Tuesday, May 5, 2009

ArcPad Tips & Tricks #3: Related Table Support

There has been a little bit of confusion from some of our clients surrounding the support of related tables within ArcPad, using the AXF file format. Here are some basic rules which should help to clear things up:

  1. One-to-many, and one-to-one relationships are supported. Many-to-many are not.
  2. Related tables must be just that, tables, and not feature classes.
  3. The parent in the relationship must be a feature class (point, line or polygon). This is in keeping with the map-centric focus of ArcPad, where all editing is done via the map.
  4. You can relate as many tables to the base feature class as you like.
  5. You must have a Geodatabase relationship class set up in order for a related table to be exported. Any joins or relates that you set up within your ArcMap mxd document will not be exported.

_Source data_:
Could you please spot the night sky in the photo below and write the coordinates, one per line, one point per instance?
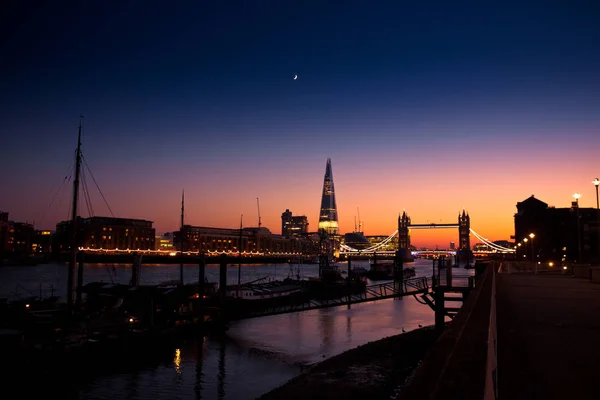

_Actions to take_:
**a)** Translate into Spanish this sentence from the post on related table support in ArcPad: "You can relate as many tables to the base feature class as you like."
**b)** Continue the post on related table support in ArcPad from the point at which it stops.

_The responses_:
**a)** Puede relacionar tantas tablas con la clase de entidad base como desee.

**b)**
Related tables are an extremely useful tool to have out in the field, as they eliminate the need to duplicate spatial features that define the same location in space. For example, you may have a tree / inspection (one-to-many) scenario. Without related tables, each time you do an inspection, the location of the tree would have to be recaptured, when in fact it probably hasn't moved. Over a period of time, you will end up with a whole heap of points stacked on top of one another. With related tables, you would only collect one point – that on the initial inspection. From then on, only tabular data is collected. This leads to significant performance improvements also, as fewer features have to be drawn.

4 comments:

Unknown said...

Hi Luke, AXF files are obviously the way of the future but how do you go about setting up forms that enable you to populate the related table in ArcPad. Added to that, can coded values be brought across in the AXF to populate fields in the related table from that form?
JimH

Luke said...

Hi Jim, yes I think you are right - AXF files offer huge potential, and will definitely be the way of the future.
You can develop edit forms for related tables, however it is a bit tricky. Unlike with the feature classes, you need to manage the inserting, updating and deleting of related features using code. The object you need to look at is the DataSource object.
Unfortunately that is the only way at the moment. I should imagine it will be something that gets addressed in future releases of ArcPad.

Gilles said...

Hi,
What was the version of arcpad you're talking about in this post (because i have to develop a tool for 7.1.1, 8 and 10) ?
Thanks !

Luke said...

Hi Gilles,

Related tables were introduced in version 7.1 so you are in luck!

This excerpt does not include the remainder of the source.